> _Selection_

########################################

Slowly but surely both teams start to come out in ones and twos. One AFC player attempts to finish 2017 on a high, attempting a bottle flip with a large Evian bottle, but can’t pull it off. With the arrival of more and more from each team, Tom notices a definite theme, “very clean” boots, wondering “how many got new ones for Christmas?”
Perhaps it’s his recent large intake of refined sugar, but Tom’s mind seems particularly all over the place, flitting from subject to subject at a record pace. First it’s a slightly barbed and sarcastic comment when I’m handed a team sheet “didn’t have to pay for it” (I did at Bromley), then he goes all ornithological when his attention turns to the wildlife, “lots of birds here”, and then of course the food.
He may have eaten a family’s worth of Celebrations while at his Mums in the past week, but he still has a healthy appetite, “Oh burger and chips” he says lecherously, noticing a few AFC scarf wearing fans tucking in, in the stand.
Perhaps not realising quite how creepy he sounded, I shoot him a glance, keep yourself together I think, “just checking out the goods” he explains.
The first time we heard the voice over the PA, he was ever so slightly monotone almost robotic, with no huge amount of emotion in his voice. However it’s all change when the concertina grey tunnel is extended and the players are welcomed onto the pitch.
Just before the players arrived I overheard the final instruction to the gaggle of excited ball boys, lined up, and awaiting their player. “Remember you’re ball boys so no just watching” they’re told, one young man informs another that their role today is a “big responsibility”, looking anxious enough already, I’m not sure he needed the added pressure.

########################################

[Stored rows]
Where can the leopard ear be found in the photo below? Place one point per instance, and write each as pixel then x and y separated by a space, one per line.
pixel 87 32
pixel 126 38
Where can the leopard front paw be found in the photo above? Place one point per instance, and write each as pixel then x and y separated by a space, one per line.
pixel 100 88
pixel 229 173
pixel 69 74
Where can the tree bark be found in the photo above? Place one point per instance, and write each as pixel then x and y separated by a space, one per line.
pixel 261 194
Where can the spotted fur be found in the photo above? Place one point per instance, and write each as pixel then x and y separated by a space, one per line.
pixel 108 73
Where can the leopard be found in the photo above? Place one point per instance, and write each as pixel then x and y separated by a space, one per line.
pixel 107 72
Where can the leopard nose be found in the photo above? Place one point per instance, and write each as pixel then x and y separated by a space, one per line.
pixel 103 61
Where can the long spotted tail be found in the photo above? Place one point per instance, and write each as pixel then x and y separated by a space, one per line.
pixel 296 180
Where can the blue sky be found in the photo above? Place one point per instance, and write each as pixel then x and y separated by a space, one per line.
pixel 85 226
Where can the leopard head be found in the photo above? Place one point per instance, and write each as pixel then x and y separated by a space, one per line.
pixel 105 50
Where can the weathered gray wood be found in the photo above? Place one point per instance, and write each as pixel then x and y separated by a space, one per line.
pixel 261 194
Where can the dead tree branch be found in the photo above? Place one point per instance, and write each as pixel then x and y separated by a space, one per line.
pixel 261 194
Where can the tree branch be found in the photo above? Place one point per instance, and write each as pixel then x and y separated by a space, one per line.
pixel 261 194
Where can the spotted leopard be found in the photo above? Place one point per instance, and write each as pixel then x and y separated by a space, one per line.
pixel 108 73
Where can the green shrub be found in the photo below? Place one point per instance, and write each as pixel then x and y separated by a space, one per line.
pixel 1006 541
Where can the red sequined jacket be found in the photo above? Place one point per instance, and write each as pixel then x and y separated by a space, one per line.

########################################

> _Given task 1_
In the match report, what does one AFC player try to do with a large Evian bottle?
> _Given task 2_
Extract from the match report, word for word, the stretch from "He may have" through "in the stand.".

> _Worked answer 1_
A bottle flip, which the player can't pull off.

> _Worked answer 2_
He may have eaten a family’s worth of Celebrations while at his Mums in the past week, but he still has a healthy appetite, “Oh burger and chips” he says lecherously, noticing a few AFC scarf wearing fans tucking in, in the stand.